*WHAT TO WORK ON*.
A. Reproduce the part of the passage on mangroves and shrimp farming that opens with the words containing "Impact of shrimp" and closes with "are being fulfilled.".
B. Using the passage on mangroves and shrimp farming in Sri Lanka, state whether each statement agrees with it, answering yes or no and quoting the deciding words: (i) Sri Lanka won the UN flagship award for mangrove ecosystems and restoration this year; (ii) the aquaculture project identified three sites, all lying outside the Vidattaltivu Nature Reserve; (iii) Sri Lanka presented its resolution on blue carbon ecosystems at the United Nations Environmental Assembly together with the Government of Malaysia.
C. Continue the passage on mangrove loss and shrimp farming in Sri Lanka from where it stops.

*PROVIDED TEXT*.
————

She added that Sri Lanka championed the Mangrove Ecosystems and Livelihoods under the Blue Charter in the Commonwealth. “Sri Lanka along with the Government of Indonesia came up with a resolution at the United Nations Environmental Assembly where we talked about blue carbon ecosystems and livelihoods. This year we won the UN flagship award for mangrove ecosystems and restoration. As such we have set so many examples and Sri Lanka is one country that has a national policy to protect mangrove ecosystems. We have done so much and we have been applauded. The President is talking about a climate change university etc. and when we have such a leadership, how is it that we are doing exactly the opposite?”


Impact of shrimp farming

The rapid expansion of shrimp farming along the North-western coastline and in lagoons such as Chili’s and Negombo is one of the main drivers of mangrove loss. In 2017, NAQDA developed a proposal for a 1,000 hectare aquaculture industrial park that would allow private parties to carry out various aquaculture projects and farming species such as marine fin fish, crabs and exotic species of shrimp. The project identified three sites with one lying within the Vidattaltivu Nature Reserve. Hence, the plan was to de-gazette part of the Nature Reserve.

According to the former NAQDA Director General, the plan was to set up an aquaculture industrial park on 1,423 hectares at Vidattaltivu. But this extent of land was brought down to 1,171 hectares following a ‘study’ which recommended that the park could be built provided that a few conditions are being fulfilled. 
“Shrimp farming is a carbon intensive industry and is going to destroy our most important and largest connected nature reserve in order to pave the way for a carbon-intensive industry?” Prof. Jayakody questioned further. 

“This is an injustice to the people in the North because it is for these people that the Strategic Environmental Assessment was conducted. It was for their benefit that these areas were set aside. They have been fishing for years. Some of the best crabs and shrimps come from this area. We are yet to know the species that will be cultured if this area has been removed for shrimp farming. We can speculate at the moment because NAQDA is promoting Litopenaeus vannamei or the white leg shrimp which itself was brought to the country by violating the law. It was brought without a proper assessment and by claiming that it is disease-free. So what kind of diseases would be introduced to the North if this species is cultured?” she added.

————

*INFORMATION SUPPLIED*.
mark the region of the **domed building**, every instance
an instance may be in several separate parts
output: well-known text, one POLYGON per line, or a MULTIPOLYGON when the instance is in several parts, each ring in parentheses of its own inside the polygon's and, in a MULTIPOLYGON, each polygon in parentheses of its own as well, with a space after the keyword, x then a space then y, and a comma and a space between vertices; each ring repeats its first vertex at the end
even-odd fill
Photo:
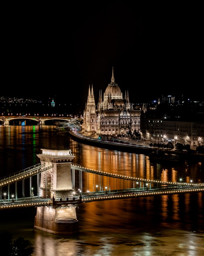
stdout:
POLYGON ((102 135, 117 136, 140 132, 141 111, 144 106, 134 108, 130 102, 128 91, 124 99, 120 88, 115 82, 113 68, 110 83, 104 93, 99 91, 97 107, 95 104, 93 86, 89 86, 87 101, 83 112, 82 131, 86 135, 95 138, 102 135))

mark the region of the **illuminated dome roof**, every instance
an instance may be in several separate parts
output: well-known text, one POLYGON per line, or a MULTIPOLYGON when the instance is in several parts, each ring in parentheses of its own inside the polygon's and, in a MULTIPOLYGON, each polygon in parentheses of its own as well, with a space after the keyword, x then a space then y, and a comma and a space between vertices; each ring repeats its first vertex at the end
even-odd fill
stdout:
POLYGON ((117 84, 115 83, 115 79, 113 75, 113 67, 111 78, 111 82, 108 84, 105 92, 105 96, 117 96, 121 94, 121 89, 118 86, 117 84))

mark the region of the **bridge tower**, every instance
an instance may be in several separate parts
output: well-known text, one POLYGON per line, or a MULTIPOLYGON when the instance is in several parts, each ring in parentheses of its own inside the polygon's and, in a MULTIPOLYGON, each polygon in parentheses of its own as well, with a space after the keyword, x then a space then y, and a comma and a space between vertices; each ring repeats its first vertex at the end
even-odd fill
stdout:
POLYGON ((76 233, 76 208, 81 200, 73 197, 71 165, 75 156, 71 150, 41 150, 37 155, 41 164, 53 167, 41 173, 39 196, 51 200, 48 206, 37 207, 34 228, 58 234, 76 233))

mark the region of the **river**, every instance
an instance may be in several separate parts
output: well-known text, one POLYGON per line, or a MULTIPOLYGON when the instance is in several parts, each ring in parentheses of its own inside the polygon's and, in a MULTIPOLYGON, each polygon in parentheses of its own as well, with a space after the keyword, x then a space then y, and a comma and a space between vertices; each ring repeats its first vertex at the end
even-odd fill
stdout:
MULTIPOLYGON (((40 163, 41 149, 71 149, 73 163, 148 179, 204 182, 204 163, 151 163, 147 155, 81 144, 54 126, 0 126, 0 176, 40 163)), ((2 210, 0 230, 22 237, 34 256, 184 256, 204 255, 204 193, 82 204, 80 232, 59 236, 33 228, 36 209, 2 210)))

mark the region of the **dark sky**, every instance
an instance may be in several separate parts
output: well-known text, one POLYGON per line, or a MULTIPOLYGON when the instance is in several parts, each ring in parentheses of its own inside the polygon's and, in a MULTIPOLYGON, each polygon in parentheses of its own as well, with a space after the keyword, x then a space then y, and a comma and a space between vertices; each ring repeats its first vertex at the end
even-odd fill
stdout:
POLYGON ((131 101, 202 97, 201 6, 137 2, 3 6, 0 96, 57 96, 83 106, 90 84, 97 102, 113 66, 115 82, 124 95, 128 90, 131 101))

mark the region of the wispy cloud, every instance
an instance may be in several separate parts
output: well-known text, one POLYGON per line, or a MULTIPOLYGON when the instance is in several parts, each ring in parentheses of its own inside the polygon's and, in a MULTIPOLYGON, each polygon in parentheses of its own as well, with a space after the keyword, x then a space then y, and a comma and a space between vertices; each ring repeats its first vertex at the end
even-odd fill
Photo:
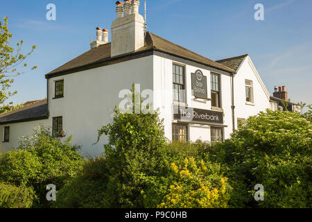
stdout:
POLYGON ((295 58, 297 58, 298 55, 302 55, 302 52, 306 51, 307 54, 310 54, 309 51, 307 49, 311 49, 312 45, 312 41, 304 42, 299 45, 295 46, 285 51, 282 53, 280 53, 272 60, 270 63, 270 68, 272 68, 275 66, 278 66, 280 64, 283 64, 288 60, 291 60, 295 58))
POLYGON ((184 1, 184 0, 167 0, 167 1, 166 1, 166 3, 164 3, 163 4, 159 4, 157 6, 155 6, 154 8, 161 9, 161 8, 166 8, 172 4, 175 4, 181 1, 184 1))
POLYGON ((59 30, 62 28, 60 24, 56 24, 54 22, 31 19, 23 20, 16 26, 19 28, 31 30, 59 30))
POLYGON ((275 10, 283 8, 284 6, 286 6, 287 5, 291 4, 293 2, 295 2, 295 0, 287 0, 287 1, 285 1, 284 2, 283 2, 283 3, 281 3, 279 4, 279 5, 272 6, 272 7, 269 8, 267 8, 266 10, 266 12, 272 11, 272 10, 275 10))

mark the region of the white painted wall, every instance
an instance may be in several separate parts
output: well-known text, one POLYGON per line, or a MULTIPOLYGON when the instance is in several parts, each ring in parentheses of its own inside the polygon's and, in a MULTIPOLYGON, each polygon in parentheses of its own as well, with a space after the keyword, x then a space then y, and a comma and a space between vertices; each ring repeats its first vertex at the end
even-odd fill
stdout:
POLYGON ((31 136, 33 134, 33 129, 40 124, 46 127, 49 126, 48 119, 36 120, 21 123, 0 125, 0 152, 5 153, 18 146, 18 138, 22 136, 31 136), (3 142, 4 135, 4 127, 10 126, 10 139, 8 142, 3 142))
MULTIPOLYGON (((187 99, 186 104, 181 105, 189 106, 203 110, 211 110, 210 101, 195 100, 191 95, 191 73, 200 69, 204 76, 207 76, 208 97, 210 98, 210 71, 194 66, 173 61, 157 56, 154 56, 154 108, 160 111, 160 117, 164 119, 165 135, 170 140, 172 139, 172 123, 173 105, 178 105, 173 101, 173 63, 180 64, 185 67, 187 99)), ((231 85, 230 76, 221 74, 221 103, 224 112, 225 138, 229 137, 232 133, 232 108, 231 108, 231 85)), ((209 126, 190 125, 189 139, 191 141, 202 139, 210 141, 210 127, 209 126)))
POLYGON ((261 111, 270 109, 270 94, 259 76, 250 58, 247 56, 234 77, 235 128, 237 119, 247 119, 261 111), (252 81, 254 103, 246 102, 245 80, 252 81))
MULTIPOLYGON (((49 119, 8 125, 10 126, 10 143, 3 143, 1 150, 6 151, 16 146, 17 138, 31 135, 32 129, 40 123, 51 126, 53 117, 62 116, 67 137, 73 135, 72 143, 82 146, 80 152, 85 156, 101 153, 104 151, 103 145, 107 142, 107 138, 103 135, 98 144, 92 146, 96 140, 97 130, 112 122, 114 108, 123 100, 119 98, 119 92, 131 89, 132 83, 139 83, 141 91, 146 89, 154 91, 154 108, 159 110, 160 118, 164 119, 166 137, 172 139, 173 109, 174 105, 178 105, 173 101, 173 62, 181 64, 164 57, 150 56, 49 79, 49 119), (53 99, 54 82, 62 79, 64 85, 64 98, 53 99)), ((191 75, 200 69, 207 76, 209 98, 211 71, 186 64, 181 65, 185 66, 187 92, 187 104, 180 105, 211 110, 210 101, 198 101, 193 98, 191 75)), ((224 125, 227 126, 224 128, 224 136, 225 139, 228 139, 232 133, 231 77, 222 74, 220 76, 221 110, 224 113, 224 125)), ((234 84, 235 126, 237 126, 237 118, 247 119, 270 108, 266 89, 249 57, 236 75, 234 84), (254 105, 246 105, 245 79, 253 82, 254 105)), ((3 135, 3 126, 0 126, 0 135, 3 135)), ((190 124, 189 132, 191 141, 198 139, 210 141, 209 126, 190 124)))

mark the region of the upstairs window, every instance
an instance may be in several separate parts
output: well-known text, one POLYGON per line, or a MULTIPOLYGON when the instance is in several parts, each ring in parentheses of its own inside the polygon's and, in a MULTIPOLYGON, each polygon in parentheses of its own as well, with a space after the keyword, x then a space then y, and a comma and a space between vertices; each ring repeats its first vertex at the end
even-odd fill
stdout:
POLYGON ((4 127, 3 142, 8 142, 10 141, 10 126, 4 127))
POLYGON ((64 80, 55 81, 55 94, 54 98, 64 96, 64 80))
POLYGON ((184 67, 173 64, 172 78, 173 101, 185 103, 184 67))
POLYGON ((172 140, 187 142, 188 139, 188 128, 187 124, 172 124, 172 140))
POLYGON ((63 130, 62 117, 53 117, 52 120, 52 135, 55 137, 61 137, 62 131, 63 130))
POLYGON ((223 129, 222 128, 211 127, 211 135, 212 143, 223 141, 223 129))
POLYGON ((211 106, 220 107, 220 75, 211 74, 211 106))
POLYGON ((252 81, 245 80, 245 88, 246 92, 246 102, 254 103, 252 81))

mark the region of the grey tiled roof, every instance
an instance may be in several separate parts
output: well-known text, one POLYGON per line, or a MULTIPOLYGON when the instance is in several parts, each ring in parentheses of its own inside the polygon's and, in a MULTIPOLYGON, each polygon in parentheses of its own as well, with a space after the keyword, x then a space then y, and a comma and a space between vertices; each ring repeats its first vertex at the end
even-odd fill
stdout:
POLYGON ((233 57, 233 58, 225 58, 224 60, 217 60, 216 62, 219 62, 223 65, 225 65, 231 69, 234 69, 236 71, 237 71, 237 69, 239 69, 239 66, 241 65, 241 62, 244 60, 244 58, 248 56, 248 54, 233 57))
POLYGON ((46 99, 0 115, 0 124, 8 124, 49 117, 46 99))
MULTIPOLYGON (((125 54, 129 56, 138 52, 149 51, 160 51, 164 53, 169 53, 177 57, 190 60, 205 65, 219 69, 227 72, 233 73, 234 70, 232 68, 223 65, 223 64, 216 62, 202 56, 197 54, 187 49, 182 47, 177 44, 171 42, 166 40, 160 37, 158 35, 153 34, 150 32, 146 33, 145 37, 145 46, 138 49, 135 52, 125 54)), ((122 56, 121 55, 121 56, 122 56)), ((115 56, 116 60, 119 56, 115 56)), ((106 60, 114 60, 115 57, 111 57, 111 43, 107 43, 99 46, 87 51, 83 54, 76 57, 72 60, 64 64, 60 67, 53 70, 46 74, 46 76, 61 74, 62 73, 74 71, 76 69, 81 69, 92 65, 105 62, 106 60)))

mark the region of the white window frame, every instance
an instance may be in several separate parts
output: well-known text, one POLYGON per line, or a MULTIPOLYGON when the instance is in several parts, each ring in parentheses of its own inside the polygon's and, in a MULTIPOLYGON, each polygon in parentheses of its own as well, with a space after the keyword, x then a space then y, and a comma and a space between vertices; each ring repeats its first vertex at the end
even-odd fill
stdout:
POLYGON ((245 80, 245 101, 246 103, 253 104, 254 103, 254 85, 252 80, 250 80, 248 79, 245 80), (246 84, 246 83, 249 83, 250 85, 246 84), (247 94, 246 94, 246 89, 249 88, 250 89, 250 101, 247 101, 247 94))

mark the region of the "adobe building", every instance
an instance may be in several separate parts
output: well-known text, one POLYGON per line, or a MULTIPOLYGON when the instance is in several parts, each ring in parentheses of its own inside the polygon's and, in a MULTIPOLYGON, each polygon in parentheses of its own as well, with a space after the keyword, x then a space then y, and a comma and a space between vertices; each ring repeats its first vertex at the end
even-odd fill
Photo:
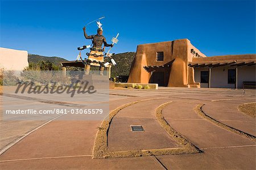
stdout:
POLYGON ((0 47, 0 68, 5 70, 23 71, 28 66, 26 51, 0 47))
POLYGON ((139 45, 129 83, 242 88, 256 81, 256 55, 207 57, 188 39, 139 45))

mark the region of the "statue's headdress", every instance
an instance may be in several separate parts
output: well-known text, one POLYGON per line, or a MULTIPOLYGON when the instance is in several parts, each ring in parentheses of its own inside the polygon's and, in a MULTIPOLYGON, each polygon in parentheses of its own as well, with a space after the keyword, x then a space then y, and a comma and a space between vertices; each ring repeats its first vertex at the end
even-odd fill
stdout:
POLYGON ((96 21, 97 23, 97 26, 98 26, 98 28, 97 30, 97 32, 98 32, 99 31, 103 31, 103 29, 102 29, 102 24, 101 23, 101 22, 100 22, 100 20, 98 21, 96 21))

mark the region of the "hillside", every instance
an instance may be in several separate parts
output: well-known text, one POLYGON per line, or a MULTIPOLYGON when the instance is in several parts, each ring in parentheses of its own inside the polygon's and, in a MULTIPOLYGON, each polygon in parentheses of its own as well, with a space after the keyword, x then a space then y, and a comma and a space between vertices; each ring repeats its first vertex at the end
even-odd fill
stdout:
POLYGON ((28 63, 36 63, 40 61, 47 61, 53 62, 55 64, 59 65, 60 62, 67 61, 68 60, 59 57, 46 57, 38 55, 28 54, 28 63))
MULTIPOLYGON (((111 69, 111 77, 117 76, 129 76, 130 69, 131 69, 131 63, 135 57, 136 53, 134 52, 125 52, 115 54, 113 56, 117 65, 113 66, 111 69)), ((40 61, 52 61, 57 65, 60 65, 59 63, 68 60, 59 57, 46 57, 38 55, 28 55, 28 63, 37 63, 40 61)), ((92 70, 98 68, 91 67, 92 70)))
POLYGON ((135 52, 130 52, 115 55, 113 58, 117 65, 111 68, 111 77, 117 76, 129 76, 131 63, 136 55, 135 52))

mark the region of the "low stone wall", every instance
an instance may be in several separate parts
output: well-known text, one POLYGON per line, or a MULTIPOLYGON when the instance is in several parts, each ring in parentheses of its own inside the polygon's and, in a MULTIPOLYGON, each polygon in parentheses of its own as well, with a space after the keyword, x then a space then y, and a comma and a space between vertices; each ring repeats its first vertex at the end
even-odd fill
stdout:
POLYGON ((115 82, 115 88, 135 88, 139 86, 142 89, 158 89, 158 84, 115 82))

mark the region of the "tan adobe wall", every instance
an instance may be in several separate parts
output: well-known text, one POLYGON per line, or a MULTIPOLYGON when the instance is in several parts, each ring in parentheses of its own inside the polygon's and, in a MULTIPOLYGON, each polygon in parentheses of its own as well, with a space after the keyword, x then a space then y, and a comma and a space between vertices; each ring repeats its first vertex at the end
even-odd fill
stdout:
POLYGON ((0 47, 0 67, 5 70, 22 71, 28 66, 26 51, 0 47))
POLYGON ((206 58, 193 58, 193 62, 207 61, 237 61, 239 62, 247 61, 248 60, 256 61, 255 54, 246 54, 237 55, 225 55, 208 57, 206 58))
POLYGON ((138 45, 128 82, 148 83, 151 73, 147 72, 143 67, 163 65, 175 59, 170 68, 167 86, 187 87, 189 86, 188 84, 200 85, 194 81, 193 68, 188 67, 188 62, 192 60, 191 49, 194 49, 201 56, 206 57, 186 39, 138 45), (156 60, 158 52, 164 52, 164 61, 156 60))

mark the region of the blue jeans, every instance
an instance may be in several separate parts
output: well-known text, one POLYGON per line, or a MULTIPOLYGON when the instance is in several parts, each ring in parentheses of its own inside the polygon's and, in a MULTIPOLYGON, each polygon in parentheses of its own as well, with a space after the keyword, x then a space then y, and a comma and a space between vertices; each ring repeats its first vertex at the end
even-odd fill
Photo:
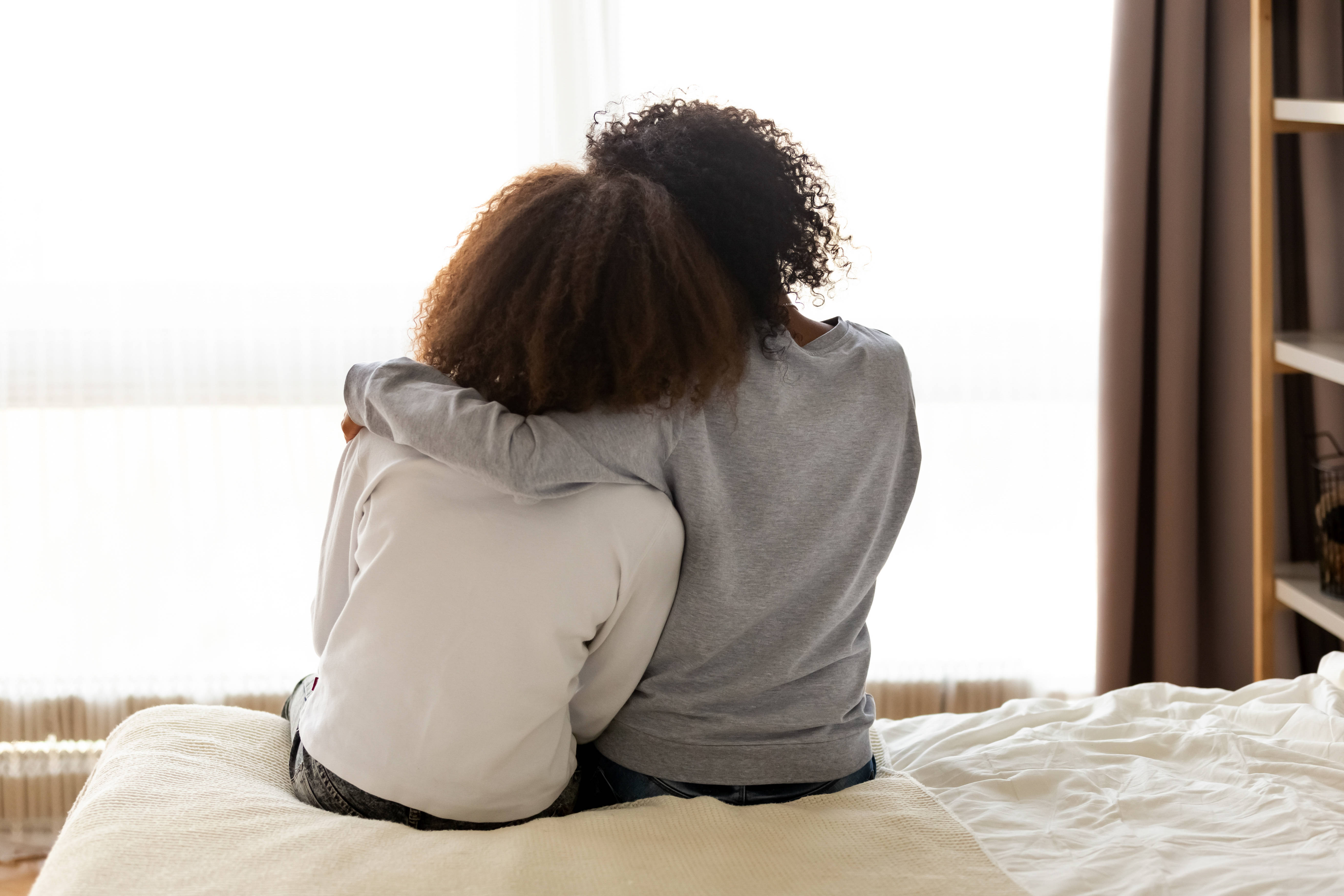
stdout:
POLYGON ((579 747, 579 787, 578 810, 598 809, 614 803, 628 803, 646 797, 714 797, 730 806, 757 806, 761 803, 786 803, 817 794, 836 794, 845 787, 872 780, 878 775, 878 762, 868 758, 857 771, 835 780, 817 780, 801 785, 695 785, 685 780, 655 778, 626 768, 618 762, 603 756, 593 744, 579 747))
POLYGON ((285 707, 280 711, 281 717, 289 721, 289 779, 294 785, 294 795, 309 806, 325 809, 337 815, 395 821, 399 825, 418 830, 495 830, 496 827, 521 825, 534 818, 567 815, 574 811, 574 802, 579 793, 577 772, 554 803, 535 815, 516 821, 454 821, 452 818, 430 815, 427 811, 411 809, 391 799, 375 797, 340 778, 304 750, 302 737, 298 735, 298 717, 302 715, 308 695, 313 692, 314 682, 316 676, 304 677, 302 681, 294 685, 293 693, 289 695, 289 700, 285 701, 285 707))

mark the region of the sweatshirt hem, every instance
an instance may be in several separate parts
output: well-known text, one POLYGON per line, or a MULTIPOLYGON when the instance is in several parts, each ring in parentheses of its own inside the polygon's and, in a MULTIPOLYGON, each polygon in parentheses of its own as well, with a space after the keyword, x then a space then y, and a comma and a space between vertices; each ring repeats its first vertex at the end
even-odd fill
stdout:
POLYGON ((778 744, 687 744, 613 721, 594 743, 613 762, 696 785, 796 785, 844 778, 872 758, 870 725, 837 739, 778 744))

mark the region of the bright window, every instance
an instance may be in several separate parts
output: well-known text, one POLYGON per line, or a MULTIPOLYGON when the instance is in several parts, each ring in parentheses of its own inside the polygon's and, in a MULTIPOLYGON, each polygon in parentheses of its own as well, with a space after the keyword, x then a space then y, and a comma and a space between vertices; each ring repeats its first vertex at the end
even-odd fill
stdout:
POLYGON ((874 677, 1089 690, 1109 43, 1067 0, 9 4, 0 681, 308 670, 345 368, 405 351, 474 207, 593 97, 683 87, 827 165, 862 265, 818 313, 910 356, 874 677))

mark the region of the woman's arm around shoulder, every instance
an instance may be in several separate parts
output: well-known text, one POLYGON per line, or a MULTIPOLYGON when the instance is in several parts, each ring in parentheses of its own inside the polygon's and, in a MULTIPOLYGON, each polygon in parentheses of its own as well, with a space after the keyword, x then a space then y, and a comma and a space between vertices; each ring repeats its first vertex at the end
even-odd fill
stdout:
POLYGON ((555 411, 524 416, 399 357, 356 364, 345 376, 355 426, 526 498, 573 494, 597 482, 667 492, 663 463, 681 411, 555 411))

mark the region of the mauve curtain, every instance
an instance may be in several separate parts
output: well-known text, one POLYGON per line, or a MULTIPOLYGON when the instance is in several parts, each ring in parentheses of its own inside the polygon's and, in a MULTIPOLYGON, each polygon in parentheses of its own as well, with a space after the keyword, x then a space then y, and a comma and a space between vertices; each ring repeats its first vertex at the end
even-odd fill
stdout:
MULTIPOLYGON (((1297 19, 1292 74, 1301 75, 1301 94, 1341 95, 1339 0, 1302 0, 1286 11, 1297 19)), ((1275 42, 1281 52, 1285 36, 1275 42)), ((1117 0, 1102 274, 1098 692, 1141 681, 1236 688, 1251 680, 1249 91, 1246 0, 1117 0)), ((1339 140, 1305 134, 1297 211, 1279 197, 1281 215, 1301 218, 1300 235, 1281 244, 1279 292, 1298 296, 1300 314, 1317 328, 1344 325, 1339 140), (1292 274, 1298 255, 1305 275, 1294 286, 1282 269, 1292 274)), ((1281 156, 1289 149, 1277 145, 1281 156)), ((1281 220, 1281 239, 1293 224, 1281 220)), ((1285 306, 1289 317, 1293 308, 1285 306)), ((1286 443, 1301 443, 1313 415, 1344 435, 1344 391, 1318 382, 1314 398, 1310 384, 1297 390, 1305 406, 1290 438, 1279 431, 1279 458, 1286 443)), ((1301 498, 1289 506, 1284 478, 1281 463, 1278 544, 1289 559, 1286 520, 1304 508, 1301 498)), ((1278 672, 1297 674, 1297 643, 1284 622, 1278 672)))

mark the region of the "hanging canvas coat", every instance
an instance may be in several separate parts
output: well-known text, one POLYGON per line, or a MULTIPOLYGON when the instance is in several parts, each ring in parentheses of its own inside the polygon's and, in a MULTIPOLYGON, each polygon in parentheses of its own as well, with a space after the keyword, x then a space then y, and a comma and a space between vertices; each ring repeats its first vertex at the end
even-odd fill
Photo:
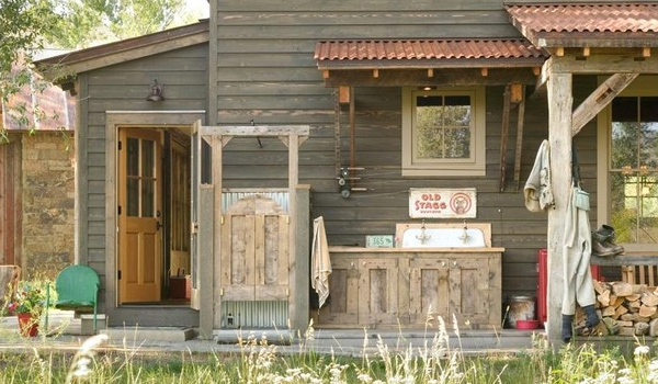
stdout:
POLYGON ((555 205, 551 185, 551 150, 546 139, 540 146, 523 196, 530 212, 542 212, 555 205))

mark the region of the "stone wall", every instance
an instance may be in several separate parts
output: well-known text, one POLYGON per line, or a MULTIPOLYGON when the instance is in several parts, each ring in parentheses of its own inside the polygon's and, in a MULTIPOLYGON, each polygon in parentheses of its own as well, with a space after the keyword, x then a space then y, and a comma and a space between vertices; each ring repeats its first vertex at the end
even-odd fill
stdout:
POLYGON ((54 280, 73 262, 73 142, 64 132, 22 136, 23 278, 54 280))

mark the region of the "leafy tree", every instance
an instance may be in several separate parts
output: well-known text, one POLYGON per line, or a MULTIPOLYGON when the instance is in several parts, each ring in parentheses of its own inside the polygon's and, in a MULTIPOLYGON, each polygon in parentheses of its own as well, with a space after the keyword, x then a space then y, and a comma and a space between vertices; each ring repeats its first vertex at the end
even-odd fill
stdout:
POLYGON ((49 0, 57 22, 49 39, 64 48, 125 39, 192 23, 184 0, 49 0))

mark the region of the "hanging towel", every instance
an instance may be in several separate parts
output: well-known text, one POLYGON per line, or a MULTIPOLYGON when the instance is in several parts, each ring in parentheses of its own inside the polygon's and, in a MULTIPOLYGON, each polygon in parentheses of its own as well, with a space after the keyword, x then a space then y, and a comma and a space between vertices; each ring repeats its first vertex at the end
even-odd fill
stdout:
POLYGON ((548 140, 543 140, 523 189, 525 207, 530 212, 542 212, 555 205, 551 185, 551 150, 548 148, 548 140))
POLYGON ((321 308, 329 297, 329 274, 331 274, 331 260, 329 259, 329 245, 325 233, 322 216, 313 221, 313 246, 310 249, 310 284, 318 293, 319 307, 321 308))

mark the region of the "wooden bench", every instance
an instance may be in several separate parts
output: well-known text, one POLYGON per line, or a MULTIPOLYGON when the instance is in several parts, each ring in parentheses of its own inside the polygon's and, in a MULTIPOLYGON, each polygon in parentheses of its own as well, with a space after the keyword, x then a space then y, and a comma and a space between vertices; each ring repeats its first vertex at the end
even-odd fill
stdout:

————

*EXPECTED OUTPUTS*.
A.
Impact of shrimp farming

The rapid expansion of shrimp farming along the North-western coastline and in lagoons such as Chili’s and Negombo is one of the main drivers of mangrove loss. In 2017, NAQDA developed a proposal for a 1,000 hectare aquaculture industrial park that would allow private parties to carry out various aquaculture projects and farming species such as marine fin fish, crabs and exotic species of shrimp. The project identified three sites with one lying within the Vidattaltivu Nature Reserve. Hence, the plan was to de-gazette part of the Nature Reserve.

According to the former NAQDA Director General, the plan was to set up an aquaculture industrial park on 1,423 hectares at Vidattaltivu. But this extent of land was brought down to 1,171 hectares following a ‘study’ which recommended that the park could be built provided that a few conditions are being fulfilled.

B.
(i) Yes: "This year we won the UN flagship award for mangrove ecosystems and restoration."
(ii) No: "The project identified three sites with one lying within the Vidattaltivu Nature Reserve."
(iii) No: "Sri Lanka along with the Government of Indonesia came up with a resolution at the United Nations Environmental Assembly where we talked about blue carbon ecosystems and livelihoods."

C.
 

Response from authorities

When inquired, NAQDA Director General Dr. J. M. Asoka said that even though a request has been made to release land for the proposed aquaculture development park in Vidattaltivu, the Fisheries and Wildlife Ministries have not yet responded.

Speaking to Daily Mirror, DWC Director General Chandana Sooriyabandara said that the proposal to develop the aquaculture park had been there for a long time. “It was developed somewhere around 2019 and following this proposal the Fisheries Ministry sought approval to de-gazette part of the Nature Reserve for this purpose. Even though they had asked for over 1,000 hectares the EIA study recommended that around 169 hectares of land could be used for this project. This is the final decision taken by the cabinet of ministers and the gazette was recently signed by the Wildlife Minister. However, this is not a new turn of events because this matter had been discussed and debated for a long time.

When asked which part of the Nature Reserve had been de-gazetted, Sooriyabandara responded in the negative. Responding to claims regarding the flawed EIA process, Sooriyabandara said that the DWC’s technical evaluation committee followed all guidelines and technical considerations as the project approving body of the EIA report. “But anybody could challenge it,” he added.

Several attempts to contact Minister of Wildlife and Forest Resource Conservation Pavithra Wanniarachchi to inquire as to what and who prompted her to take this decision without having proper consultations and why the area that had been de-gazetted was not released to the public,  proved futile.